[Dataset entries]
====================

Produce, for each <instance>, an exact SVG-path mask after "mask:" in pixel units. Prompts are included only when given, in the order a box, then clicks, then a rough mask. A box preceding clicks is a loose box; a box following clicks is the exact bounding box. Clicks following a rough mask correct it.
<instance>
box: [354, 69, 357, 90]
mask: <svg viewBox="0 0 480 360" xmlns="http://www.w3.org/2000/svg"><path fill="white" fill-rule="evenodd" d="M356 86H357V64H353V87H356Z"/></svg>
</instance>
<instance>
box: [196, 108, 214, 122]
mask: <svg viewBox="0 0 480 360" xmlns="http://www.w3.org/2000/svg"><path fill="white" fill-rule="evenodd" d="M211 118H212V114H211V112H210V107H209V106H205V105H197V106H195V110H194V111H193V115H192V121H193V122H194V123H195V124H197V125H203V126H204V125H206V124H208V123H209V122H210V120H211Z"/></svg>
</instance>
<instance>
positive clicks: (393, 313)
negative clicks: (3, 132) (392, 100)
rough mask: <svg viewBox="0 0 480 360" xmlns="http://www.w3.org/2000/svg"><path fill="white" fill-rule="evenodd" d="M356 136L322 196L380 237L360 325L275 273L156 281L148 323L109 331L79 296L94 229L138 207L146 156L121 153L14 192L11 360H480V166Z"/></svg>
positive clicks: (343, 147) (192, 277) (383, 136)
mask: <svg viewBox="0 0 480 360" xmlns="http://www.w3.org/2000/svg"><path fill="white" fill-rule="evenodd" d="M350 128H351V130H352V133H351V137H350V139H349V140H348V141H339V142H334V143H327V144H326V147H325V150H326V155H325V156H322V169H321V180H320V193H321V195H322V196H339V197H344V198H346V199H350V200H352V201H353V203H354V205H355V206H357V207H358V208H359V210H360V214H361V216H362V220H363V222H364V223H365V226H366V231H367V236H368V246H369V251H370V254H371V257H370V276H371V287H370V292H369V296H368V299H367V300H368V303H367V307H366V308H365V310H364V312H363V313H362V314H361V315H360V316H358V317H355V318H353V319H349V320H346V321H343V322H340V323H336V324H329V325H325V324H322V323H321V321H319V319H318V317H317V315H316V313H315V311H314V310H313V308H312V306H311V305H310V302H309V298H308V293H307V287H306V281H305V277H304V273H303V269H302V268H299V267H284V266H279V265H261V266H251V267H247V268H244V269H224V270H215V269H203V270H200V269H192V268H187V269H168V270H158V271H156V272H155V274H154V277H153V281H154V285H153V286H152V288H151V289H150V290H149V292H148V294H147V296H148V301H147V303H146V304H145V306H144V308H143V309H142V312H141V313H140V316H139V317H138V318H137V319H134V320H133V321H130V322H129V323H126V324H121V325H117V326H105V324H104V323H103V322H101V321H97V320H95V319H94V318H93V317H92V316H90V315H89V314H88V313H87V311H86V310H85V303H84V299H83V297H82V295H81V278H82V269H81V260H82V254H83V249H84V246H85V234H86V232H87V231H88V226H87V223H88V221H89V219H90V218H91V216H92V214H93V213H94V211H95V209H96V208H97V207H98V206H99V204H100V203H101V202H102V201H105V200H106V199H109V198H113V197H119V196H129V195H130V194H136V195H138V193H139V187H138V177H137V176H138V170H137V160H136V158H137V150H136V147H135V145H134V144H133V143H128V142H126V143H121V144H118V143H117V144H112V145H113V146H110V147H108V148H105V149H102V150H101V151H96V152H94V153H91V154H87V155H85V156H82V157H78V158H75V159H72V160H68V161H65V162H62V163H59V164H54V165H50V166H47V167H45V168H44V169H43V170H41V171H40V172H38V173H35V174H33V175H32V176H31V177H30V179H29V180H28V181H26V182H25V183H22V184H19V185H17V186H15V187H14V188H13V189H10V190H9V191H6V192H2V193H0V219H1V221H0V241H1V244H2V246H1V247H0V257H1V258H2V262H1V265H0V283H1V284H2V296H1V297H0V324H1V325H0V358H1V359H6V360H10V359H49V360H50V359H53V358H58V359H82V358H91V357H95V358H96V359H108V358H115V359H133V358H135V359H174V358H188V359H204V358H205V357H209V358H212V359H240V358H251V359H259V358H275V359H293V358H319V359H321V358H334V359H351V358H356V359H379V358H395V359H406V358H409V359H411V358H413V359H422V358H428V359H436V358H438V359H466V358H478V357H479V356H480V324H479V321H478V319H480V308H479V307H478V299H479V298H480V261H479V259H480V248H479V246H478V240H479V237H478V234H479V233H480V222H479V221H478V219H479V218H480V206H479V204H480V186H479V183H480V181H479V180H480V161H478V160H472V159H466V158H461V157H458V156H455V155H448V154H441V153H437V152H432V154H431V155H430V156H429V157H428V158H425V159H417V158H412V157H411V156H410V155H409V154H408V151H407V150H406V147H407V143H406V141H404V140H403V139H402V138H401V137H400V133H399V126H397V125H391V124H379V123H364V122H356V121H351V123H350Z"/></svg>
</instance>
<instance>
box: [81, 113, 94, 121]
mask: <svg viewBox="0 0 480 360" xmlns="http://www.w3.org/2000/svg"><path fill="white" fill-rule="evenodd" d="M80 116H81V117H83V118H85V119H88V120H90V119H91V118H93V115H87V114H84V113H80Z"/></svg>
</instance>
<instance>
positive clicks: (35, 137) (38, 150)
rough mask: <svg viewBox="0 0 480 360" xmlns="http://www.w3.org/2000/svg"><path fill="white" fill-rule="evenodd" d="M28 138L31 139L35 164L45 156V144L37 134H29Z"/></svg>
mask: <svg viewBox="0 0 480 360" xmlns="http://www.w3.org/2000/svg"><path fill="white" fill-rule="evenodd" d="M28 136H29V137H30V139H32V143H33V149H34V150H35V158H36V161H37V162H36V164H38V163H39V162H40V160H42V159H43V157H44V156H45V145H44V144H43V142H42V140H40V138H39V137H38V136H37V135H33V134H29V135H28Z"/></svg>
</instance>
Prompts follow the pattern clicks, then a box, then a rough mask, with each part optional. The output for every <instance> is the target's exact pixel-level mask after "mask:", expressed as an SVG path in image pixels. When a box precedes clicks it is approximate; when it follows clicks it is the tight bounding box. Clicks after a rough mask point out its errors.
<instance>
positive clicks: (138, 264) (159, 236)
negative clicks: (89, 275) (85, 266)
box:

====================

▸ HOW TO COMPLETE THIS TASK:
Write out every line of the data above, unchanged.

▸ ANSWER TO THIS EXERCISE:
Produce, for each <instance>, an exact SVG-path mask after "mask:" in pixel units. Prompts are included only when given, in the order a box, then clicks, then a rough mask. A box preceding clicks is a loose box; a box following clicks is the exact bounding box. Clicks following a rough mask correct it.
<instance>
box: [354, 69, 357, 90]
mask: <svg viewBox="0 0 480 360" xmlns="http://www.w3.org/2000/svg"><path fill="white" fill-rule="evenodd" d="M356 86H357V64H353V87H356Z"/></svg>
</instance>
<instance>
box: [196, 108, 214, 122]
mask: <svg viewBox="0 0 480 360" xmlns="http://www.w3.org/2000/svg"><path fill="white" fill-rule="evenodd" d="M211 118H212V114H211V112H210V107H209V106H205V105H197V106H195V110H194V111H193V115H192V121H193V122H194V123H195V124H197V125H203V126H204V125H206V124H208V123H209V122H210V120H211Z"/></svg>
</instance>
<instance>
positive clicks: (393, 313)
negative clicks: (3, 132) (392, 100)
rough mask: <svg viewBox="0 0 480 360" xmlns="http://www.w3.org/2000/svg"><path fill="white" fill-rule="evenodd" d="M356 136L322 196L380 237L360 325L275 273L156 281L148 323L109 331L79 296L94 229L138 207L146 156L121 153L14 192L11 360H480V166Z"/></svg>
positive clicks: (343, 147) (192, 277) (383, 136)
mask: <svg viewBox="0 0 480 360" xmlns="http://www.w3.org/2000/svg"><path fill="white" fill-rule="evenodd" d="M350 128H351V130H352V133H351V137H350V139H349V140H348V141H339V142H334V143H327V144H326V147H325V150H326V155H325V156H322V169H321V180H320V193H321V195H322V196H339V197H344V198H346V199H350V200H352V201H353V203H354V205H355V206H357V207H358V208H359V210H360V214H361V216H362V220H363V222H364V223H365V226H366V231H367V236H368V246H369V251H370V254H371V257H370V276H371V287H370V292H369V296H368V299H367V300H368V303H367V307H366V308H365V310H364V312H363V313H362V314H361V315H360V316H358V317H355V318H353V319H349V320H346V321H343V322H340V323H336V324H329V325H325V324H322V323H321V321H319V319H318V317H317V315H316V313H315V311H314V310H313V308H312V306H311V305H310V302H309V298H308V293H307V287H306V281H305V277H304V273H303V269H302V268H299V267H284V266H279V265H261V266H251V267H247V268H244V269H224V270H215V269H203V270H200V269H192V268H187V269H168V270H158V271H156V272H155V274H154V277H153V281H154V285H153V286H152V288H151V289H150V290H149V292H148V294H147V296H148V301H147V303H146V304H145V306H144V308H143V309H142V312H141V313H140V316H139V317H138V318H137V319H134V320H133V321H130V322H129V323H126V324H121V325H117V326H105V324H104V323H103V322H101V321H97V320H95V319H94V318H93V317H92V316H90V315H89V314H88V313H87V311H86V310H85V303H84V299H83V297H82V295H81V278H82V269H81V260H82V254H83V249H84V246H85V234H86V232H87V231H88V226H87V223H88V221H89V219H90V218H91V216H92V214H93V213H94V211H95V209H96V208H97V207H98V206H99V204H100V203H101V202H102V201H105V200H106V199H109V198H113V197H119V196H129V195H130V194H136V195H138V193H139V187H138V177H137V176H138V170H137V160H136V158H137V150H136V147H135V145H134V144H133V143H128V142H126V143H121V144H118V143H117V144H112V145H113V146H110V147H108V148H105V149H102V150H101V151H96V152H94V153H91V154H87V155H85V156H82V157H78V158H75V159H72V160H68V161H65V162H62V163H59V164H54V165H50V166H47V167H45V168H44V169H43V170H41V171H40V172H38V173H35V174H33V175H32V176H31V177H30V179H29V180H28V181H26V182H25V183H22V184H19V185H17V186H15V187H14V188H13V189H10V190H9V191H6V192H2V193H0V219H1V221H0V241H1V244H2V246H1V247H0V257H1V258H2V262H1V265H0V283H1V284H2V296H1V297H0V324H1V325H0V358H1V359H6V360H10V359H49V360H50V359H53V358H58V359H82V358H91V357H95V358H96V359H108V358H115V359H133V358H135V359H174V358H188V359H204V358H205V357H209V358H212V359H240V358H251V359H259V358H275V359H293V358H319V359H321V358H334V359H351V358H356V359H379V358H395V359H406V358H409V359H411V358H413V359H422V358H428V359H436V358H438V359H466V358H478V357H479V356H480V324H479V321H478V319H480V308H479V307H478V299H479V298H480V261H479V259H480V248H479V246H478V240H479V237H478V234H479V233H480V222H479V221H478V219H479V218H480V206H479V204H480V186H479V183H480V181H479V180H480V161H478V160H472V159H466V158H461V157H458V156H455V155H448V154H441V153H437V152H432V154H431V155H430V156H429V157H428V158H425V159H417V158H412V157H411V156H410V155H409V154H408V151H407V150H406V147H407V143H406V141H404V140H403V139H402V138H401V137H400V133H399V126H397V125H391V124H379V123H364V122H356V121H351V123H350Z"/></svg>
</instance>
<instance>
box: [81, 113, 94, 121]
mask: <svg viewBox="0 0 480 360" xmlns="http://www.w3.org/2000/svg"><path fill="white" fill-rule="evenodd" d="M80 116H81V117H83V118H85V119H88V120H90V119H91V118H93V115H87V114H84V113H80Z"/></svg>
</instance>
<instance>
positive clicks: (35, 137) (38, 150)
rough mask: <svg viewBox="0 0 480 360" xmlns="http://www.w3.org/2000/svg"><path fill="white" fill-rule="evenodd" d="M28 138L31 139L35 164L45 156V144L37 134H29Z"/></svg>
mask: <svg viewBox="0 0 480 360" xmlns="http://www.w3.org/2000/svg"><path fill="white" fill-rule="evenodd" d="M28 136H29V137H30V139H32V143H33V149H34V150H35V158H36V161H37V162H36V164H38V163H39V162H40V160H42V159H43V157H44V156H45V145H44V144H43V142H42V140H40V138H39V137H38V136H37V135H33V134H29V135H28Z"/></svg>
</instance>
Prompts follow the pattern clicks, then a box, then a rough mask, with each part optional. The output for every <instance> is the target's exact pixel-level mask after "mask:", expressed as an SVG path in image pixels. When a box precedes clicks it is approximate; when it follows clicks it is the tight bounding box. Clicks after a rough mask point out its errors.
<instance>
positive clicks: (138, 264) (159, 236)
negative clicks: (89, 275) (85, 266)
box:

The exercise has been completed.